Only the lines from the one containing "the white cloud" to the end of the entries should be written out, each exactly as it stands, both ends included.

▶ _Provided data_:
>>>

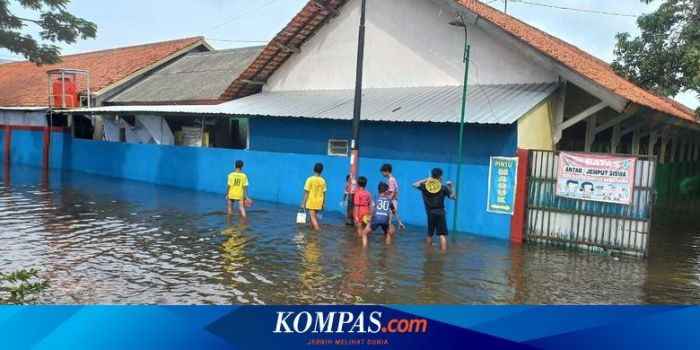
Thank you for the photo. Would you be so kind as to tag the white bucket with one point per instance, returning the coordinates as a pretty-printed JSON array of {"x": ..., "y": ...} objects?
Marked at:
[{"x": 301, "y": 216}]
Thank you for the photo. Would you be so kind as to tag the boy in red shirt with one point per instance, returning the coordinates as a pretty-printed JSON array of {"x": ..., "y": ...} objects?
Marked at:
[{"x": 362, "y": 202}]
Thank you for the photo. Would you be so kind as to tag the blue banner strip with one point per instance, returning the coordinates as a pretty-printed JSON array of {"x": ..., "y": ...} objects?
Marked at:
[{"x": 362, "y": 326}]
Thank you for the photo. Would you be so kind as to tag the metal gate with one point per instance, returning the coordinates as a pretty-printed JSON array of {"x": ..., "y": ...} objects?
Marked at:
[{"x": 594, "y": 226}]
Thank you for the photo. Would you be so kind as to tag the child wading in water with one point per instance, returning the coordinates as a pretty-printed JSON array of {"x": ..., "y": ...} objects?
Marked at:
[
  {"x": 434, "y": 194},
  {"x": 382, "y": 214},
  {"x": 237, "y": 190},
  {"x": 361, "y": 203},
  {"x": 347, "y": 200},
  {"x": 315, "y": 195},
  {"x": 393, "y": 191}
]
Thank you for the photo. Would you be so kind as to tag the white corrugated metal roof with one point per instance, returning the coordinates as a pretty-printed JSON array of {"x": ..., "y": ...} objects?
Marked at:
[{"x": 486, "y": 104}]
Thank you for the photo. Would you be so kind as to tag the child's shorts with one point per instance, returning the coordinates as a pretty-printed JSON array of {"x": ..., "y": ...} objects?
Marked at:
[
  {"x": 437, "y": 224},
  {"x": 361, "y": 213},
  {"x": 385, "y": 227}
]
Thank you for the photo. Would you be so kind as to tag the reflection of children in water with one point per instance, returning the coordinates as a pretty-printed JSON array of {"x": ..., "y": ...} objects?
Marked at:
[{"x": 311, "y": 274}]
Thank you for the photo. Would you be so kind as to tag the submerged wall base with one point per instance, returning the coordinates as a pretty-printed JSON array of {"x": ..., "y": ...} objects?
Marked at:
[{"x": 274, "y": 176}]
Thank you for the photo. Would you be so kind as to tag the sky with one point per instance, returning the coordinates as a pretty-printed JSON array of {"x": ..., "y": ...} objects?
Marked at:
[{"x": 236, "y": 23}]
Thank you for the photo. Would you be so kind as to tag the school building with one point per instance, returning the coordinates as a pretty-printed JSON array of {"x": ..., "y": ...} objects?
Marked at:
[{"x": 292, "y": 106}]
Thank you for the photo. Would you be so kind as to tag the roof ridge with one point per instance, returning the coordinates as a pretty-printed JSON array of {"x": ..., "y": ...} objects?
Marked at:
[
  {"x": 157, "y": 43},
  {"x": 490, "y": 14},
  {"x": 123, "y": 48},
  {"x": 214, "y": 52}
]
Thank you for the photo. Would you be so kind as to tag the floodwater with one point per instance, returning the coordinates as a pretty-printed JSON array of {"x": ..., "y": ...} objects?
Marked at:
[{"x": 110, "y": 241}]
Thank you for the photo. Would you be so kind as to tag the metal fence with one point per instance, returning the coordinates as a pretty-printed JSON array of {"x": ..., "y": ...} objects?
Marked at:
[{"x": 575, "y": 223}]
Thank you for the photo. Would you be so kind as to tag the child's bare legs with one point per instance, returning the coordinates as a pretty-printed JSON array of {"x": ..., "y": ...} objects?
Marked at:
[
  {"x": 443, "y": 242},
  {"x": 241, "y": 208},
  {"x": 364, "y": 233},
  {"x": 314, "y": 221},
  {"x": 390, "y": 231},
  {"x": 358, "y": 227}
]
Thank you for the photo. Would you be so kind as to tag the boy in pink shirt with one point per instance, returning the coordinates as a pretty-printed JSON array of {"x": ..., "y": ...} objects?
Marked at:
[
  {"x": 393, "y": 192},
  {"x": 362, "y": 201}
]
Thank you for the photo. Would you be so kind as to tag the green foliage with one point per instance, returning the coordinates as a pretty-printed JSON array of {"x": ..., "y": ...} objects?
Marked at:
[
  {"x": 665, "y": 57},
  {"x": 690, "y": 186},
  {"x": 55, "y": 24},
  {"x": 20, "y": 286}
]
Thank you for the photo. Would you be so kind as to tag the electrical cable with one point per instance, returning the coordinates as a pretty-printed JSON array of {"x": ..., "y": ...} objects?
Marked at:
[
  {"x": 240, "y": 16},
  {"x": 609, "y": 13}
]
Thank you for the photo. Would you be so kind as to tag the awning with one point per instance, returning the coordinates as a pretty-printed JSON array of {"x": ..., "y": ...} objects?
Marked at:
[{"x": 486, "y": 104}]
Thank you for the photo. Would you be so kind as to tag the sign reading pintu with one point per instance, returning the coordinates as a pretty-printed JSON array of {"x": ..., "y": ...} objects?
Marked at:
[{"x": 501, "y": 194}]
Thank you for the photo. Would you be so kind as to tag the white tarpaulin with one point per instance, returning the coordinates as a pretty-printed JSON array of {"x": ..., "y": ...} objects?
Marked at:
[
  {"x": 158, "y": 129},
  {"x": 23, "y": 118},
  {"x": 146, "y": 129}
]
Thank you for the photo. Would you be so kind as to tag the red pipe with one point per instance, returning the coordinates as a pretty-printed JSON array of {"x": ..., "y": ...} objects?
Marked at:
[
  {"x": 517, "y": 224},
  {"x": 47, "y": 148},
  {"x": 8, "y": 143}
]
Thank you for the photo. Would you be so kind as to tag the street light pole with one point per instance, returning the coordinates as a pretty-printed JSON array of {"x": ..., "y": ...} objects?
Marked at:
[
  {"x": 355, "y": 142},
  {"x": 460, "y": 23}
]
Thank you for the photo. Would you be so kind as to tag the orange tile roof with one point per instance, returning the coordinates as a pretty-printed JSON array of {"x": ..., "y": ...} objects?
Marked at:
[
  {"x": 23, "y": 84},
  {"x": 312, "y": 17},
  {"x": 578, "y": 60}
]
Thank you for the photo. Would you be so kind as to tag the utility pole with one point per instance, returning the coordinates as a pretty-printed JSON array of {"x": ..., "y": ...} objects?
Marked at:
[
  {"x": 460, "y": 146},
  {"x": 355, "y": 142}
]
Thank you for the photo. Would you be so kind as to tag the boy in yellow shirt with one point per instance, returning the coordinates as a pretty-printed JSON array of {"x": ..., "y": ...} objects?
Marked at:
[
  {"x": 237, "y": 189},
  {"x": 315, "y": 195}
]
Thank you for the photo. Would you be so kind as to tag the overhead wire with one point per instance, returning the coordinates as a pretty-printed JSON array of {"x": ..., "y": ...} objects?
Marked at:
[
  {"x": 558, "y": 7},
  {"x": 240, "y": 16}
]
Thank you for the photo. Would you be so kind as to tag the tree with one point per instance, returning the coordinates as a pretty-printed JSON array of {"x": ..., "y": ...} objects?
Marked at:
[
  {"x": 21, "y": 286},
  {"x": 55, "y": 25},
  {"x": 665, "y": 57}
]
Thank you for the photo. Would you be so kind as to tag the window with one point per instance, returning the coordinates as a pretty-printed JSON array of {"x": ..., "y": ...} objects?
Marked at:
[
  {"x": 338, "y": 148},
  {"x": 218, "y": 132}
]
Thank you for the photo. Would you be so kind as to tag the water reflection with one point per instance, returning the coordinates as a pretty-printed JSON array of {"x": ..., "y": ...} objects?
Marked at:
[{"x": 104, "y": 240}]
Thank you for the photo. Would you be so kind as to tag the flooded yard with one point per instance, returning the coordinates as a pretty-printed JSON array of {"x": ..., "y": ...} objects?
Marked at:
[{"x": 110, "y": 241}]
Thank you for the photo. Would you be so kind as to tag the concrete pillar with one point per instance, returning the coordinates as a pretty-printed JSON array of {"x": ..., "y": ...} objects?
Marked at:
[
  {"x": 682, "y": 150},
  {"x": 590, "y": 132},
  {"x": 615, "y": 140},
  {"x": 674, "y": 151},
  {"x": 98, "y": 124},
  {"x": 635, "y": 142},
  {"x": 652, "y": 142},
  {"x": 662, "y": 148}
]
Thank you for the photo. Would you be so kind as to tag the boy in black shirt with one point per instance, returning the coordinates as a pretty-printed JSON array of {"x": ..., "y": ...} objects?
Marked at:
[{"x": 434, "y": 194}]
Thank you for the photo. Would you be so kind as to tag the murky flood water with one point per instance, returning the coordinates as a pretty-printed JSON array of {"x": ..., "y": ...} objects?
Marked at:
[{"x": 104, "y": 240}]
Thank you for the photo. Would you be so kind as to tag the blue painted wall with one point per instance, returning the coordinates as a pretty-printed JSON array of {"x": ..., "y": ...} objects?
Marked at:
[{"x": 277, "y": 167}]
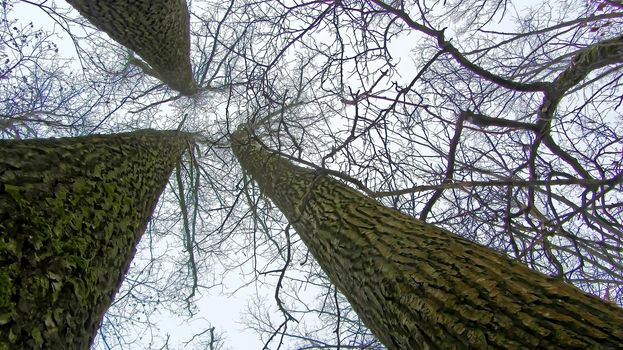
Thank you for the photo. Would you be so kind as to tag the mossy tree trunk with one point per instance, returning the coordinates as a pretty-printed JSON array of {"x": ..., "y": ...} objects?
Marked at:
[
  {"x": 71, "y": 213},
  {"x": 158, "y": 31},
  {"x": 417, "y": 286}
]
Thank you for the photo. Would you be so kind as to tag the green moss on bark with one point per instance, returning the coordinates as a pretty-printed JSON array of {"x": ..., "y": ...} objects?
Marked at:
[
  {"x": 71, "y": 213},
  {"x": 417, "y": 286}
]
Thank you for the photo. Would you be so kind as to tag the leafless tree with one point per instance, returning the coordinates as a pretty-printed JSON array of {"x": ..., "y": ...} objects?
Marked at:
[{"x": 497, "y": 120}]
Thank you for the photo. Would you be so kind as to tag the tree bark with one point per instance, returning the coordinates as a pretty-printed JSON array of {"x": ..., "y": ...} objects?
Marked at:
[
  {"x": 158, "y": 31},
  {"x": 71, "y": 213},
  {"x": 417, "y": 286}
]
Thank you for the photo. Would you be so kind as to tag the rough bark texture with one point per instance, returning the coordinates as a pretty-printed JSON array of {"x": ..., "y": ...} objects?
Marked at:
[
  {"x": 157, "y": 30},
  {"x": 417, "y": 286},
  {"x": 71, "y": 213}
]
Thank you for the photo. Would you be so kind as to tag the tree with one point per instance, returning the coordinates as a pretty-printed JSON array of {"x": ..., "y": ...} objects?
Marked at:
[
  {"x": 419, "y": 286},
  {"x": 71, "y": 213},
  {"x": 442, "y": 110},
  {"x": 157, "y": 30}
]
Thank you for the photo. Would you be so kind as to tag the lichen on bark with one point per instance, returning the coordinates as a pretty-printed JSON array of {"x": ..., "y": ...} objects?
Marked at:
[
  {"x": 417, "y": 286},
  {"x": 71, "y": 213},
  {"x": 158, "y": 31}
]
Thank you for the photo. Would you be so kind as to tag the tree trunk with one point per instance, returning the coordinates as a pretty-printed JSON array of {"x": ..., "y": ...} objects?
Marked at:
[
  {"x": 417, "y": 286},
  {"x": 71, "y": 213},
  {"x": 158, "y": 31}
]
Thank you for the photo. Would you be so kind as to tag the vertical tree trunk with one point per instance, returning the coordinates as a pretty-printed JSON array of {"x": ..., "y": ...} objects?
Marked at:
[
  {"x": 71, "y": 213},
  {"x": 158, "y": 31},
  {"x": 417, "y": 286}
]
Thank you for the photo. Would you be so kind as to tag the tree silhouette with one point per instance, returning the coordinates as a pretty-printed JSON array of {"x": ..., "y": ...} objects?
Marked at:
[{"x": 71, "y": 213}]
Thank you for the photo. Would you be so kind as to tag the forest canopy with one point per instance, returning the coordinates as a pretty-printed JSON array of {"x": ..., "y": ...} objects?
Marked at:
[{"x": 497, "y": 120}]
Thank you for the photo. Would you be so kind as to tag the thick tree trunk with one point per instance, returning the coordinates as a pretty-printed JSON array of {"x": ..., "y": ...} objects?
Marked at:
[
  {"x": 71, "y": 213},
  {"x": 417, "y": 286},
  {"x": 158, "y": 31}
]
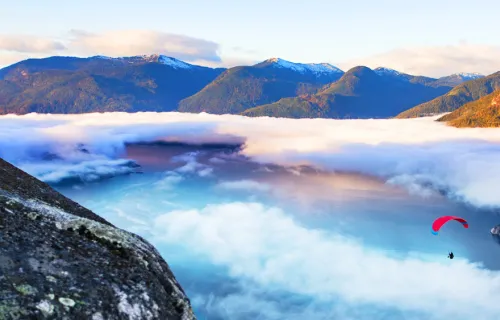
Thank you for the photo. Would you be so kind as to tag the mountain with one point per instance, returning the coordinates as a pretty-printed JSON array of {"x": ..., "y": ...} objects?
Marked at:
[
  {"x": 458, "y": 78},
  {"x": 244, "y": 87},
  {"x": 59, "y": 260},
  {"x": 463, "y": 93},
  {"x": 359, "y": 93},
  {"x": 484, "y": 112},
  {"x": 99, "y": 84}
]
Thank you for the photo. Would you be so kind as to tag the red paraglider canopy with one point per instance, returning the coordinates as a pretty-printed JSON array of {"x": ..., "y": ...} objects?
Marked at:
[{"x": 439, "y": 222}]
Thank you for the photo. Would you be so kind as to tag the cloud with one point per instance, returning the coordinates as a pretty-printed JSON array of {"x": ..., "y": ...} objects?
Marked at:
[
  {"x": 30, "y": 44},
  {"x": 247, "y": 185},
  {"x": 169, "y": 181},
  {"x": 435, "y": 61},
  {"x": 419, "y": 153},
  {"x": 265, "y": 246},
  {"x": 139, "y": 42}
]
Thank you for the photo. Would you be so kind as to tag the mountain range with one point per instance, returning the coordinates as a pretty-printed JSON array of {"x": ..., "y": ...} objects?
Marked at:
[
  {"x": 484, "y": 112},
  {"x": 274, "y": 87},
  {"x": 99, "y": 84}
]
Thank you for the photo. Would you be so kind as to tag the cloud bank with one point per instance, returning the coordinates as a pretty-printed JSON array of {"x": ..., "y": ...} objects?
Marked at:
[
  {"x": 119, "y": 43},
  {"x": 418, "y": 153},
  {"x": 265, "y": 246}
]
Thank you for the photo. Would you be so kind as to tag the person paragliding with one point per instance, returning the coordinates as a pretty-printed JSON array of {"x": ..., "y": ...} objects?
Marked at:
[{"x": 439, "y": 222}]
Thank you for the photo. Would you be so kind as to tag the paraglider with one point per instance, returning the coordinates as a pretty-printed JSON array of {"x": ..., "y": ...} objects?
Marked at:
[{"x": 439, "y": 222}]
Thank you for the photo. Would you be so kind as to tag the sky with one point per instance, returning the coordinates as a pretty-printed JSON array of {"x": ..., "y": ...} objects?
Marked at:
[{"x": 434, "y": 38}]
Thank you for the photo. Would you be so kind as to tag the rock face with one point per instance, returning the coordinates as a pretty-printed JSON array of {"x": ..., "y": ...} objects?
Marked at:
[{"x": 59, "y": 260}]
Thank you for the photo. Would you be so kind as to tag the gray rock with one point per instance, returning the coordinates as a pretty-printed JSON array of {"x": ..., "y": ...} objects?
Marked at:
[{"x": 59, "y": 260}]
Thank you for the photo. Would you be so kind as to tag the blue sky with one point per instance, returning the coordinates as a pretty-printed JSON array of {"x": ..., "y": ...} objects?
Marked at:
[{"x": 424, "y": 37}]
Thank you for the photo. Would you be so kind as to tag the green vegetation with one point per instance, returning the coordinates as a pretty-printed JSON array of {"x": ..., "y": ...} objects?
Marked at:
[
  {"x": 74, "y": 85},
  {"x": 484, "y": 112},
  {"x": 457, "y": 97},
  {"x": 241, "y": 88},
  {"x": 360, "y": 93}
]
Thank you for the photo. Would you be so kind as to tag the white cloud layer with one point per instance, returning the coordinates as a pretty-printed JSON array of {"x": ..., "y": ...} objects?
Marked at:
[
  {"x": 418, "y": 153},
  {"x": 138, "y": 42},
  {"x": 264, "y": 245}
]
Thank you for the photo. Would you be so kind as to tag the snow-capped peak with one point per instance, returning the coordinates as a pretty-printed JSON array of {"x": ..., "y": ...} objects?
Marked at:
[
  {"x": 386, "y": 72},
  {"x": 470, "y": 75},
  {"x": 175, "y": 63},
  {"x": 169, "y": 61},
  {"x": 316, "y": 68}
]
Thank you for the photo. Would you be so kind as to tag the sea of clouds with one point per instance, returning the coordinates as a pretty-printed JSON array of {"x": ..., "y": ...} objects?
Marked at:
[
  {"x": 420, "y": 154},
  {"x": 262, "y": 248}
]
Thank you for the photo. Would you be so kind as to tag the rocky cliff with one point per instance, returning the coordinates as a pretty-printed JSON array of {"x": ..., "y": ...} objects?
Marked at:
[{"x": 59, "y": 260}]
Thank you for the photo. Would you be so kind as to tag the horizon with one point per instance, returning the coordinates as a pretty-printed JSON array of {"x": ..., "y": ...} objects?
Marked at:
[
  {"x": 409, "y": 38},
  {"x": 242, "y": 65}
]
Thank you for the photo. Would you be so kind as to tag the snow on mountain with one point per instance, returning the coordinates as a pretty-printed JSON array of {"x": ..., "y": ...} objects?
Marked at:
[
  {"x": 381, "y": 71},
  {"x": 470, "y": 76},
  {"x": 316, "y": 68},
  {"x": 175, "y": 63},
  {"x": 169, "y": 61}
]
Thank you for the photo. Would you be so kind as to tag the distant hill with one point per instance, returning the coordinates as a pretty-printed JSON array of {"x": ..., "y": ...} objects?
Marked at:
[
  {"x": 457, "y": 78},
  {"x": 274, "y": 87},
  {"x": 244, "y": 87},
  {"x": 460, "y": 95},
  {"x": 484, "y": 112},
  {"x": 99, "y": 84},
  {"x": 360, "y": 93}
]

<<<

▶ _Solution to the exercise_:
Thank you for the photo. Would you be so kind as to tag the white cloud layer with one point per instance, returning the coordinates as a pretty-printed JSON array of {"x": ..., "y": ...} objects?
Marked at:
[
  {"x": 418, "y": 153},
  {"x": 138, "y": 42},
  {"x": 264, "y": 245}
]
Thank you for the photo. Would you be so kind as to tag the snow-capped peak with one point per instance, returning the coordinates as a pretty-printed JSON array of {"x": ..., "y": ...} objects?
Marked at:
[
  {"x": 386, "y": 72},
  {"x": 470, "y": 75},
  {"x": 175, "y": 63},
  {"x": 169, "y": 61},
  {"x": 316, "y": 68}
]
Thank you for the photo. Would you be so kind as to tag the sea of clouds with one point per instance, returning the coordinates as a pretty-printed JSON array of {"x": ..., "y": ...} objects?
Marked at:
[
  {"x": 420, "y": 154},
  {"x": 262, "y": 248}
]
Thank you for the photo. Would you be so kind as to tag the rocky cliff with one point per instance, returning the coordinates as a pretty-printed JSON array of {"x": ..., "y": ...} objects?
Marked at:
[{"x": 59, "y": 260}]
Thank you for the photo. Would you be so kind as to tag the horizon with one point per instance, returning the coordinates as a pretty-printed JSON array of {"x": ..., "y": ...} objects?
Marked at:
[
  {"x": 409, "y": 38},
  {"x": 242, "y": 65}
]
Thank you for the photo. Would you be so kind as to tag the snow on mountain with one point per instance, returning the coordinates as a pretty-printed JSON array of {"x": ..., "y": ...} objects?
Marked at:
[
  {"x": 381, "y": 71},
  {"x": 470, "y": 76},
  {"x": 316, "y": 68},
  {"x": 175, "y": 63},
  {"x": 169, "y": 61}
]
Thank you for the photo. Would you be so kind as to tag the distant hill with one point per instance, returning the coordinates as a pretty-printed JSON array of {"x": ..., "y": ...} objects?
Marked at:
[
  {"x": 457, "y": 78},
  {"x": 274, "y": 87},
  {"x": 244, "y": 87},
  {"x": 460, "y": 95},
  {"x": 484, "y": 112},
  {"x": 99, "y": 84},
  {"x": 360, "y": 93}
]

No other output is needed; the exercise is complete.